Exercise directions: Transcribe the full listing exactly.

(Beginning of Task material)

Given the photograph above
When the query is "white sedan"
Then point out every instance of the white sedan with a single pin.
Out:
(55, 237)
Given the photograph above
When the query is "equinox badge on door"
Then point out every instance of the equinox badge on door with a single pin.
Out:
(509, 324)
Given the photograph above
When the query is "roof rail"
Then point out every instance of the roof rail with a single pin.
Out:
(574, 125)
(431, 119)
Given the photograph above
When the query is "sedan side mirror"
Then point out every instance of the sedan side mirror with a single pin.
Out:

(End of Task material)

Response area:
Given the photograph above
When the query is "white sedan"
Then point out every instance of the white sedan with a single pin.
Out:
(55, 237)
Given the photograph above
When the query is "equinox badge on door"
Then point out every instance of the equinox badge on door with a single pin.
Out:
(509, 324)
Given the photograph above
When the query is "roof rail"
Then point out every instance of the roof rail with a single pin.
Out:
(574, 125)
(431, 119)
Given the photograph above
When the query is "sedan side mirror"
Then point out every instance of the sedan side mirror with a single pin.
Out:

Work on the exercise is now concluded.